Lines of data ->

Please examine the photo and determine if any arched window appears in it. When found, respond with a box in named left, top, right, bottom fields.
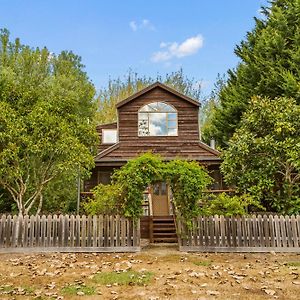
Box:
left=138, top=102, right=177, bottom=136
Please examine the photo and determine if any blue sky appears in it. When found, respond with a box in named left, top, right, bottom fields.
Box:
left=0, top=0, right=266, bottom=94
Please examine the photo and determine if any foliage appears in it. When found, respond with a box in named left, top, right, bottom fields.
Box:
left=212, top=0, right=300, bottom=146
left=96, top=69, right=201, bottom=124
left=85, top=153, right=212, bottom=220
left=43, top=172, right=78, bottom=214
left=165, top=159, right=212, bottom=222
left=201, top=193, right=264, bottom=216
left=221, top=97, right=300, bottom=214
left=83, top=184, right=123, bottom=215
left=112, top=153, right=164, bottom=218
left=200, top=74, right=226, bottom=145
left=0, top=30, right=96, bottom=214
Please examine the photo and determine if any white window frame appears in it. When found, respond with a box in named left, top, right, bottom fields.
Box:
left=138, top=101, right=178, bottom=138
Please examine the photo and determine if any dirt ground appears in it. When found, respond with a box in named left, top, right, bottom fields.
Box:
left=0, top=245, right=300, bottom=300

Directions ->
Put the lines above into a JSON list of strings, with one string per line and blank lines dropped. Leave out the picture markers.

Problem solution ->
[
  "Please examine the photo and determine if any arched window appears in it. When found, respond with a box in named left, top, right, bottom fields.",
  "Box:",
  "left=138, top=102, right=177, bottom=136",
  "Please examine the photo and determine if any blue sky appears in it. When found, respond with a box in named left, top, right, bottom fields.",
  "Box:",
  "left=0, top=0, right=266, bottom=94",
  "Please examine the photo and determine if any foliage appears in it. When found, respond with a box in named left, top, right, bottom fields.",
  "Box:",
  "left=212, top=0, right=300, bottom=146",
  "left=96, top=69, right=201, bottom=124",
  "left=85, top=153, right=212, bottom=220",
  "left=43, top=172, right=78, bottom=214",
  "left=165, top=159, right=212, bottom=222",
  "left=201, top=193, right=264, bottom=216",
  "left=221, top=97, right=300, bottom=214",
  "left=83, top=184, right=123, bottom=215",
  "left=112, top=153, right=164, bottom=218",
  "left=200, top=74, right=226, bottom=145",
  "left=0, top=30, right=96, bottom=214",
  "Please examine the photo and determine if any white window frame appears in it. When found, respond with a box in named left, top, right, bottom fields.",
  "Box:",
  "left=138, top=101, right=178, bottom=138",
  "Please examine the photo and determine if any dirt ground appears in it. When found, respond with a box in named left, top, right, bottom fields.",
  "Box:",
  "left=0, top=245, right=300, bottom=300"
]